• **TASK BRIEF**:
Rewrite the part of the passage on medical education below from "Research backs up" up to and including "practiced, and measured.", switching "trainees" to "students".
======== SUPPLIED PASSAGE ========
And then there were the nights before exams - friends fainting in clinics, running on caffeine and fear, all of us laughing it off because that’s just how it was. We called it dedication, but it was really exhausting wearing a brave face. Somewhere along the way, the pressure to be perfect made many of us less gentle with patients, with classmates, and with ourselves.

That’s when I began to imagine a different kind of classroom. One that isn’t limited to four walls or PowerPoint slides. A place where learning happens in real communities, not just labs - where students don’t just memorize facts, but actually understand what health means in everyday life.

A classroom where we learn to slow down, to listen, to treat both our patients and our peers with care. Because medicine, dentistry, or public health should be about healing people, not just passing exams.

Imagine a curriculum where exams test not only how many cranial nerves you can name, but also how well you can listen. Where rural and urban students learn side by side, their stories are as valuable as their grades. Mental health is not a whispered afterthought, but a visible, supported part of training — with wellness hours, reflection circles, and mentors who check in, not just mark attendance. Simulations include not just emergency drills, but also how to break bad news, manage fear, and build trust and where self-care is not seen as weakness, but as the foundation for caring for others.

I began to notice how our training often forgets the human side of healing. We are taught to diagnose, prescribe, and restore  but not always to listen, comfort, or understand. Somewhere between practical exams and viva sessions, empathy slips through the cracks.

This isn’t about replacing science with sentimentality. It’s about balancing teaching,  compassion and communication alongside clinical skill. Because the best doctors and dentists aren’t just technically excellent; they’re emotionally intelligent. They don’t just fix what’s broken - they help people feel whole again.

Reimagining medical education means adding chapters on community, compassion, and connection. It means teaching students that healing is not a one-way act but a shared human experience. Because the doctors, dentists, and health workers of tomorrow must do more than treat diseases - they must build trust, reduce fear, and understand the lives behind every diagnosis. And maybe, in learning to care for others more completely, they’ll also learn to heal themselves.

In India, there’s an effort to fix that. The AETCOM module — Attitude, Ethics, and Communication — introduced by the National Medical Commission, is one step toward teaching future doctors and dentists that good medicine starts with good humanity (NMC AETCOM Book). Some dental colleges have begun adapting these sessions  through role plays, reflection journals, and community postings  helping students connect beyond the clinic chair.

Globally too, the classroom is changing. In the United Kingdom, medical schools now integrate compassion-based learning into every stage of training. The NHS “Compassion in Practice” framework reshaped healthcare education around six core values i.e. care, compassion, competence, communication, courage, and commitment , values that are now embedded in how students are assessed and mentored.

Research backs up these transformations. A 2019 systematic review found that 75% of compassion-focused education interventions led to measurable increases in empathy and compassion among trainees . Another study on teaching empathy and compassion in undergraduate programs showed significant improvements in communication skills and reduced burnout .

These programs prove that compassion isn’t just an emotion - it’s a skill that can be taught, practiced, and measured.

That’s what reimagining medical education means to me: adding chapters on community, compassion, and connection. A classroom not defined by walls or projectors, but by conversations and shared experiences. One where students don’t just treat disease, but understand the stories behind it.

Because healing is never a one-way act, it’s a shared human experience. And maybe, in learning to care for others more completely, we’ll also learn to heal ourselves.
======== EXERCISE DATA ========
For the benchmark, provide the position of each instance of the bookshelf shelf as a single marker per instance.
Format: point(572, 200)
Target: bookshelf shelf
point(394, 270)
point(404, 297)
========
• **TASK OUTPUT**:
Research backs up these transformations. A 2019 systematic review found that 75% of compassion-focused education interventions led to measurable increases in empathy and compassion among students . Another study on teaching empathy and compassion in undergraduate programs showed significant improvements in communication skills and reduced burnout .

These programs prove that compassion isn’t just an emotion - it’s a skill that can be taught, practiced, and measured.